### What you are asked to do
Write out the rows below word for word, leaving out the pictures.

───── Records for processing ─────

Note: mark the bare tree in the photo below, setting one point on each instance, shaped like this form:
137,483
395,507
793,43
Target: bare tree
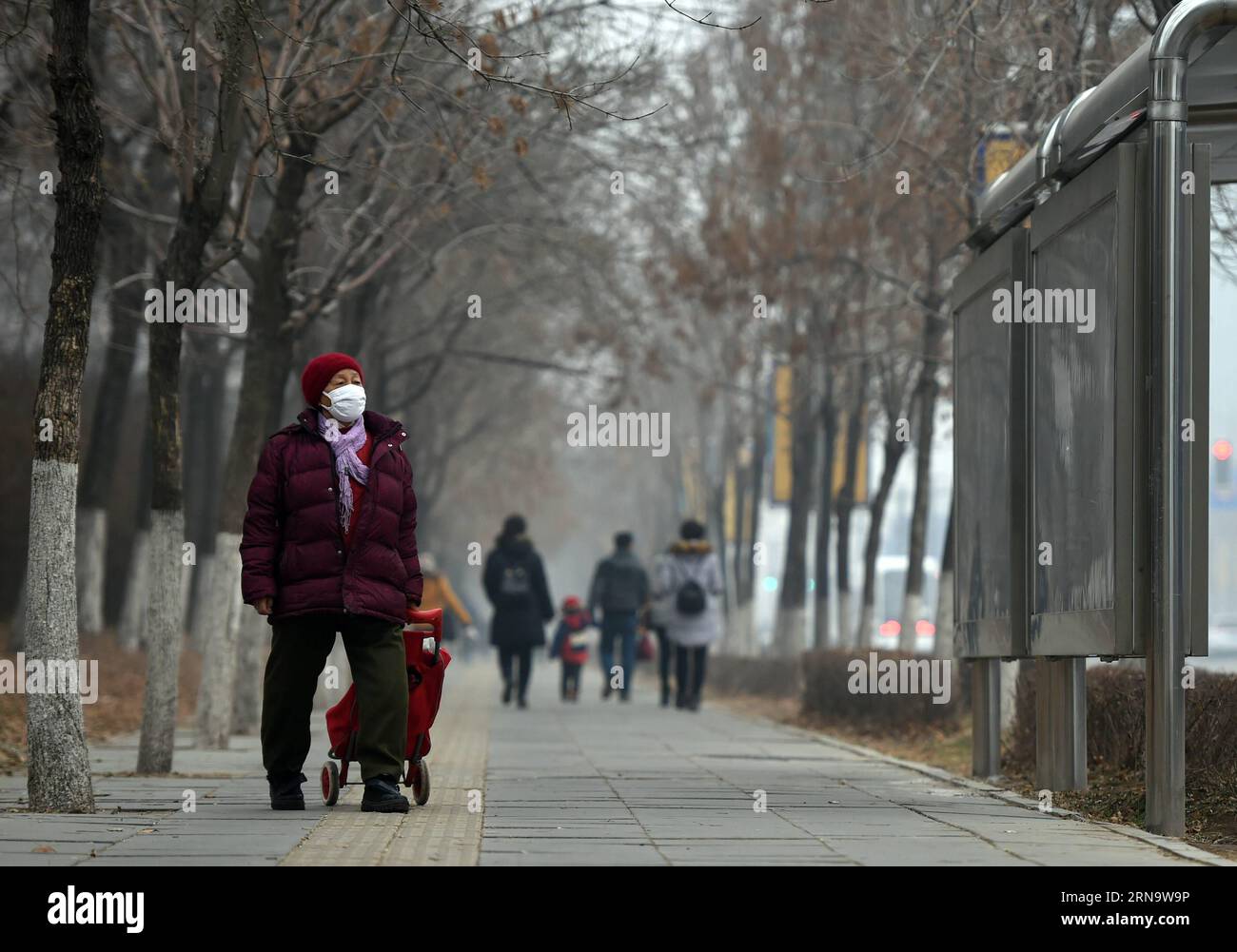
60,765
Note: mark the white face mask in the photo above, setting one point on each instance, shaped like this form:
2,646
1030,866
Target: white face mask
346,402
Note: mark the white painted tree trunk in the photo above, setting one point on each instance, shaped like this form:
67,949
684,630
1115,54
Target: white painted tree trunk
1009,692
250,670
745,630
90,549
199,613
17,630
912,611
164,642
844,616
219,647
132,613
60,763
944,647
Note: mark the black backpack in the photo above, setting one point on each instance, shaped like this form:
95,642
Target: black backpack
515,582
691,598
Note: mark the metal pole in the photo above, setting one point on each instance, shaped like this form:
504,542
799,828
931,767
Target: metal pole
1044,779
986,716
1069,730
1166,654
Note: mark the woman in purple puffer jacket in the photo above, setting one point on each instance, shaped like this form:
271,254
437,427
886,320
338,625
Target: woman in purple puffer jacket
329,545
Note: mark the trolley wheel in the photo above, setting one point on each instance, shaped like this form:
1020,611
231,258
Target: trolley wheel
421,784
329,783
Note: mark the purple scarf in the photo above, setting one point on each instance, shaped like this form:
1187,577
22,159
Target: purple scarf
344,446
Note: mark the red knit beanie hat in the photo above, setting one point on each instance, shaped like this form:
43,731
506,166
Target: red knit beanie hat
320,371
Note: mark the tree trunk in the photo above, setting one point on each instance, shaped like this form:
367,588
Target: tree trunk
893,452
944,643
201,213
753,556
926,404
132,613
60,763
124,256
203,466
825,512
267,359
790,633
846,503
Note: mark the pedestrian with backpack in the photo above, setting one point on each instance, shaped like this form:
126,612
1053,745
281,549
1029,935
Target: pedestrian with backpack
515,584
687,590
619,589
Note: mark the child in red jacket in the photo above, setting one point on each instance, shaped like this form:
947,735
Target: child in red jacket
570,646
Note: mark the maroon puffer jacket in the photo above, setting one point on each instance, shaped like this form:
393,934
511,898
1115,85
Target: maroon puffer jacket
292,548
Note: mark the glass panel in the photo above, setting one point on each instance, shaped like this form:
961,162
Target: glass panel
1223,392
1072,396
982,437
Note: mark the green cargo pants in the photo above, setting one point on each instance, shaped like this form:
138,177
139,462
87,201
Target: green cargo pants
298,654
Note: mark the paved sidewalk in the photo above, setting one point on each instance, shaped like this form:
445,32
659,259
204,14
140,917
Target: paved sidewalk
594,783
636,784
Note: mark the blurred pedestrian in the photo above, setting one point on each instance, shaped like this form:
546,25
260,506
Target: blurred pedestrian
570,646
515,584
329,545
619,589
654,618
687,590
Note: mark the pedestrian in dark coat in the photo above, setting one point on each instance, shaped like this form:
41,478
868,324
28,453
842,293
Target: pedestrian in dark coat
618,590
329,545
515,584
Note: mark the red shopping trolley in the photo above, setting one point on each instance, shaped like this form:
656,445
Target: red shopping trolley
425,670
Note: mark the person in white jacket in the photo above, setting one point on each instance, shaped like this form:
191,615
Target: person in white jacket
687,592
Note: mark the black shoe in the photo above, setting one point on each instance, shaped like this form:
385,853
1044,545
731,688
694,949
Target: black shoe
383,796
285,791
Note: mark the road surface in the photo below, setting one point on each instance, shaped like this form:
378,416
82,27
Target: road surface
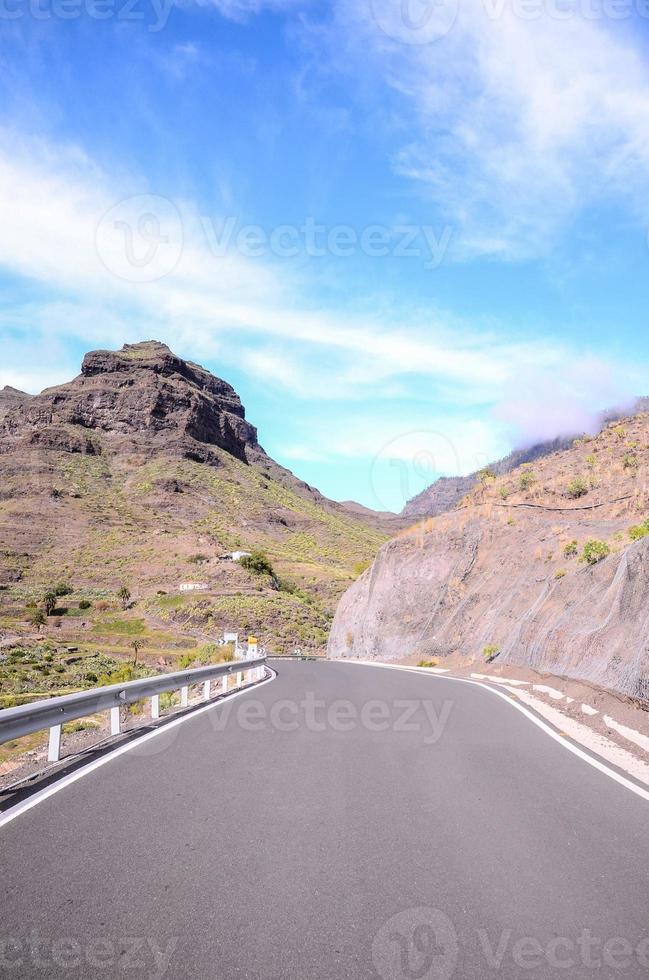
339,822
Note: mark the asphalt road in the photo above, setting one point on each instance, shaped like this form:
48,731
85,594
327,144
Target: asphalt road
341,821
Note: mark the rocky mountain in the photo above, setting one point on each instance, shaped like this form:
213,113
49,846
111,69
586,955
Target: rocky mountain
142,472
10,398
447,491
545,565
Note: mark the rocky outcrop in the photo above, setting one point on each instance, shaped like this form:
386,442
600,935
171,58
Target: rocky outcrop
496,573
447,491
142,390
10,398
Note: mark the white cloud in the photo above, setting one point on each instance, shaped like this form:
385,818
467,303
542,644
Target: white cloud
240,10
247,313
517,124
51,215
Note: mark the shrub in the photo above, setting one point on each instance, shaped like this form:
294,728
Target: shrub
577,488
360,567
49,603
258,563
639,530
36,618
526,479
594,551
124,596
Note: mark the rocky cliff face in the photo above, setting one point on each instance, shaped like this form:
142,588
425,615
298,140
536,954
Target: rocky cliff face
143,471
507,569
142,391
445,493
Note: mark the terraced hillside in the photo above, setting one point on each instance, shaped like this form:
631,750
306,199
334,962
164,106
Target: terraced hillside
139,475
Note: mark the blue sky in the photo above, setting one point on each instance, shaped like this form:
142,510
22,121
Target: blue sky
412,234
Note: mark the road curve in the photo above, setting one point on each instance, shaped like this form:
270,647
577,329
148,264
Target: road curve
340,822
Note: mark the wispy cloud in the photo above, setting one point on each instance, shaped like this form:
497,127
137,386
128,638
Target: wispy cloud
91,286
517,123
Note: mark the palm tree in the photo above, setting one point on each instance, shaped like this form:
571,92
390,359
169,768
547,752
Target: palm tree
37,619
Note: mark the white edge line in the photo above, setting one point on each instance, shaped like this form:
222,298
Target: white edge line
562,740
15,811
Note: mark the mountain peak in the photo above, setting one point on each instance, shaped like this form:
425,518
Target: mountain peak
141,397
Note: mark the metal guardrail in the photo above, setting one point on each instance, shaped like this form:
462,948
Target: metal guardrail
28,718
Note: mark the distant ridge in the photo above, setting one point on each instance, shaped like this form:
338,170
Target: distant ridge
447,491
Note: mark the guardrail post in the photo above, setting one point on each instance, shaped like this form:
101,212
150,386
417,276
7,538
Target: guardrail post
54,746
115,727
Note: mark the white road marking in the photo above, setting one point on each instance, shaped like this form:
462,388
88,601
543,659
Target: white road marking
500,680
562,722
629,733
15,811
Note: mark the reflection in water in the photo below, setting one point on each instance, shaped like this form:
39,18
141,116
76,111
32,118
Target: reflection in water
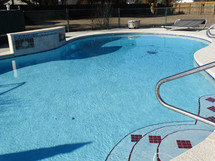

─────

### Answer for this exercise
Note: mark the bare tree in the photo below, setting one point on each instance, shaped like this form:
137,483
395,507
793,43
Target: bare tree
60,765
Note: mark the white face mask in the photo above, setting one point on each instance, shaped like this form:
2,646
1030,866
Target: white face mask
346,402
Note: mark the white painted tree trunk in the photo above, setting one point on each instance, shaped like this form:
67,949
684,630
1115,54
Target: white painted tree trunk
1009,692
250,670
745,630
90,549
199,613
17,630
912,611
164,642
844,616
219,647
132,613
60,763
944,647
Note: mark the black backpack in the photo above, setting one point on each instance, shaped like this form:
95,642
Target: black backpack
515,582
691,598
Note: mark the metal pole in the photo above, setting one point on each instance, shaped like this form:
504,542
799,828
931,767
Target: metal pole
1044,779
986,716
1069,730
1166,654
Note: mark the woman in purple puffer jacket in the photo above, setting one point on each instance, shaped like this form:
271,254
437,427
886,320
338,625
Target: woman in purple puffer jacket
329,545
Note: mark the trolley wheel in the photo above, setting one point on each instance, shaped like this form:
1020,611
231,258
Target: trolley wheel
421,784
329,783
Note: mark the purple scarf in the photo above, setting one point on each instance, shaped like this form:
1187,577
22,159
Target: purple scarf
344,446
Note: mark the red knit beanie hat in the photo above, setting one point on each instance, shaped like this form:
43,731
506,166
Target: red knit beanie hat
320,371
Note: mark the tree trunk in the photo above, setting one point on each instance, shaped like this form:
367,588
Target: tree trunk
893,452
944,643
201,213
753,556
926,404
132,613
60,763
124,256
203,466
825,512
267,359
790,633
846,503
Note: mark the pedestrian with backpack in the photo above, setting one point on each instance, shaped like this form:
126,612
1053,745
281,549
1029,935
Target: pedestrian with backpack
515,584
687,590
619,589
Note: mark the child in red jacket in the photo above, setting one point on each instance, shaped like this form:
947,735
Target: child in red jacket
570,646
Note: mark the maroon puffer jacket in the photo above, setting one point on each instance, shaped like this form:
393,934
511,898
1115,85
Target: maroon puffer jacket
292,548
Note: mark the glass panel in the photo above, setting one point on each instance, shaped like this form:
961,162
Target: glass panel
1223,392
1072,396
982,437
Note: mark the green cargo pants in the photo above, setting one point on each instance, shaped like this form:
138,177
139,462
87,201
Target: green cargo pants
298,654
Note: mark the paved sidewalk in the photo above, setting one point on each instance, shaped like this form:
445,32
659,259
204,14
140,917
Target: paved sidewalk
594,783
636,784
Note: mark the blurred pedestrian in the photo above, setting one point on each instance, shaped like this form:
546,25
260,506
Target: blurred pedestrian
570,646
515,584
329,545
619,589
654,618
687,590
Note: mark the pedestrian in dark coat in the photo above, setting one point on each instance, shaped like this form:
41,478
868,324
28,453
842,293
Target: pedestrian in dark coat
618,590
329,545
515,584
Note: mark the red shopping trolley in the photo above, setting one point on each instance, shaped like this form:
656,445
Target: red shopping trolley
425,670
Note: mark the person in white jacket in the photo above, setting one point on each instance, shaped like this form:
191,615
Target: person in white jacket
687,592
Note: mark the black shoe in the photo above, setting one point on each instance, shaped like this form:
385,853
1044,545
731,688
694,949
Target: black shoe
383,796
285,791
Note: mark the road surface in the photo below, setting one point on each instance, shaped like this form:
378,416
82,27
Target: road surface
339,822
Note: mark the asphalt road in the photo above, setting one point on each instance, shaped like this form:
48,731
85,594
327,144
Target: asphalt road
341,821
Note: mark the rocky mountain in the photo above, setting one point on each instance, shaped like this form:
213,113
49,846
111,69
586,955
Target: rocky mountain
142,472
10,398
447,491
545,565
Note: mark the rocky outcrop in the photo above, setting one point on each instance, shaped like this form:
386,442
600,935
171,58
Target: rocky outcrop
496,573
447,491
142,390
10,398
Note: mark the white cloud in the photo above, setting one point on each instance, shaped like this form:
385,818
467,303
542,644
Target: white cloud
240,10
247,313
517,124
51,215
Note: mark the shrub in the photo above, setting one point on each instance, shaped like this form:
294,728
Target: shrub
577,488
360,567
49,603
258,563
639,530
36,618
526,479
594,551
124,596
Note: mark the rocky cliff face in the photo above, setting one point on each instance, shaped like this form:
142,588
425,615
298,140
536,954
Target: rocky cliff face
143,471
507,569
142,391
445,493
Note: mark the terraced hillside in the photo above, setting one point on each instance, shaped like this form:
631,750
306,199
334,962
164,106
Target: terraced hillside
139,475
Note: mark the blue sky in the photo above, setting one point on each instance, shaped like this form:
142,510
22,121
Target: blue sky
412,234
Note: mark the road curve in the photo above, setting one point on each instance, shaped like this form:
270,647
577,329
148,264
Target: road curve
340,822
Note: mark the wispy cloud in the photo above, setting one point on each instance, shaped like this form:
497,127
137,386
128,638
Target: wispy cloud
91,286
517,123
Note: mark the palm tree in the photo above, setting one point on each instance, shaped like this form:
571,92
390,359
169,768
547,752
Target: palm tree
37,619
Note: mark the white edge line in the photo above, setting one point on each instance, shaped like this form:
222,298
Target: white edge line
562,740
15,811
Note: mark the mountain peak in the photo above, setting one point on each instance, shaped like this form:
425,518
Target: mountain peak
141,397
Note: mark the metal guardrail in the photo above, setting one point on each instance, shaped like this form:
462,948
Target: metal guardrail
28,718
Note: mark the distant ridge in the photo above, setting one point on each instance, shaped like this form:
338,170
Target: distant ridge
447,491
Note: mark the guardrail post in the photo above, setting one point on each instance, shaped like this form:
101,212
150,386
417,276
7,538
Target: guardrail post
54,746
115,727
Note: mark the white road marking in the photo above, setting one point on each instance, shaped like this form:
462,388
88,601
543,659
Target: white road marking
500,680
562,722
629,733
15,811
Note: mark the reflection in water in the photo below, setting one point on each instance, shaped like this form:
39,18
141,116
76,111
32,118
Target: reflection in water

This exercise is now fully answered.